TEXTE DE LECTURE →
◇ ◇ ◇ ◇ ◇ ◇ ◇

La Journée internationale des femmes de 2023 a été l’occasion pour les populations du monde entier de rendre hommage aux contributions des femmes et des filles à tous les aspects du progrès humain. Elle représente également une opportunité de souligner les discriminations auxquelles elles font encore face au quotidien ; cela nous rappelle quels sont les obstacles qui les empêchent d’avoir des postes influents ou de développer leur potentiel de leadership, ce qui est pourtant leur droit le plus strict. Aujourd’hui, c’est particulièrement vrai dans le monde numérique.
« On explique souvent la fracture numérique par le manque d’intérêt des femmes et des filles pour les nouvelles technologies. C’est faux », déclare la Dr Natalia Kanem, directrice exécutive de l’UNFPA. « Ce sont les violences et les discriminations qui perpétuent l’exclusion des femmes et des filles du monde des technologies. De plus, cette fracture numérique réduit leurs possibilités et renforce les inégalités économiques, sociales et de genre. »
L’UNFPA propose ci-dessous une liste de cinq raisons pour lesquelles il est essentiel que nos leaders garantissent aux femmes et aux filles l’espace et la sécurité nécessaires pour devenir des créatrices de notre expérience numérique commune, à égalité avec les hommes.
1. La violence basée sur le genre est tout aussi courante dans le monde virtuel que dans le monde réel
La violence dans les espaces numériques est monnaie courante, et les femmes et les filles sont attaquées de manière disproportionnée. La violence en ligne est souvent de nature sexuelle, et ses conséquences rejaillissent fréquemment sur le monde réel. Il est pourtant rare qu’elle soit considérée avec tout le sérieux qu’elle mérite.
Olimpia Coral Melo Cruz le sait bien : lorsqu’elle était adolescente dans la ville mexicaine de Puebla, elle a enregistré une vidéo intime avec son petit-ami, à la demande de celui-ci. « Je m’étais dit que cela lui ferait passer l’envie d’aller voir ailleurs et que cela aiderait notre couple », a-t-elle expliqué à l’UNFPA. « Contrairement à aujourd’hui, je connaissais pas grand-chose à l’amour ». Son petit-ami l’a trahie et a posté cette vidéo privée sur les réseaux sociaux. Elle a rapidement été reprise sur des dizaines de sites pornographiques, et la jeune femme a été submergée de messages à caractère sexuel, de la part d’hommes qu’elle ne connaissait pas. Sa vie est devenue un enfer. « J’ai cessé d’aller à l’école, j’ai évité beaucoup de choses car j’avais honte. Votre corps nu devient public sans votre autorisation, mais c’est vous que les gens montrent du doigt pour vous être laissée filmer. ».

◇ ◇ ◇ ◇ ◇ ◇ ◇

DONNÉES ENREGISTRÉES →
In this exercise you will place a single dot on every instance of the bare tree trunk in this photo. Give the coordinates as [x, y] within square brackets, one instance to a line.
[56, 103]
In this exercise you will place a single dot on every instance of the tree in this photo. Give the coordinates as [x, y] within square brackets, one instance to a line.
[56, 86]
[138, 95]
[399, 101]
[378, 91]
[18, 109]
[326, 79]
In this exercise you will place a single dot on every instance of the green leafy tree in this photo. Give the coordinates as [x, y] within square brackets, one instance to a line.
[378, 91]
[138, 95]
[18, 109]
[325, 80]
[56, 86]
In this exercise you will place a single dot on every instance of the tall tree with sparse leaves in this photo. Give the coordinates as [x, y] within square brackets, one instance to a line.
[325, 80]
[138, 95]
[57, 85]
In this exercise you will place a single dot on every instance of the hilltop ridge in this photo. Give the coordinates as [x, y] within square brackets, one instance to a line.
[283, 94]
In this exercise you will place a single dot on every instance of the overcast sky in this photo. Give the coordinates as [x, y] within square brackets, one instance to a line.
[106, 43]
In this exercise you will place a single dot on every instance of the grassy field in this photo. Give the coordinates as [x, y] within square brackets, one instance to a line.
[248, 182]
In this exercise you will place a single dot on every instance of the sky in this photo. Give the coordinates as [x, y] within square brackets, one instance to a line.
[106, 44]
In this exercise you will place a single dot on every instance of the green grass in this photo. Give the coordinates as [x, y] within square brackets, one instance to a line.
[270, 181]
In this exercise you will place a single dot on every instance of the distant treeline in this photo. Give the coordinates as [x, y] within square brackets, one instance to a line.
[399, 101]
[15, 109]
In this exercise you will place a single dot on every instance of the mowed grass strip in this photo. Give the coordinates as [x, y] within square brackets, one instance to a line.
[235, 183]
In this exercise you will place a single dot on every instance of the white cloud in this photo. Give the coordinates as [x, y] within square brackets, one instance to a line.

◇ ◇ ◇ ◇ ◇ ◇ ◇

EXERCICES À TRAITER →
1/ Traduisez en anglais cette phrase du texte sur la fracture numérique : « La violence en ligne est souvent de nature sexuelle, et ses conséquences rejaillissent fréquemment sur le monde réel. »
2/ Reproduisez fidèlement le passage du texte sur la fracture numérique qui va de « L’UNFPA propose ci-dessous » jusqu'à « avec les hommes. » inclus.
Les enregistrements proviennent d'une autre source.

RÉPONSES FOURNIES →
1/ Online violence is often sexual in nature, and its consequences frequently spill over into the real world.

2/
L’UNFPA propose ci-dessous une liste de cinq raisons pour lesquelles il est essentiel que nos leaders garantissent aux femmes et aux filles l’espace et la sécurité nécessaires pour devenir des créatrices de notre expérience numérique commune, à égalité avec les hommes.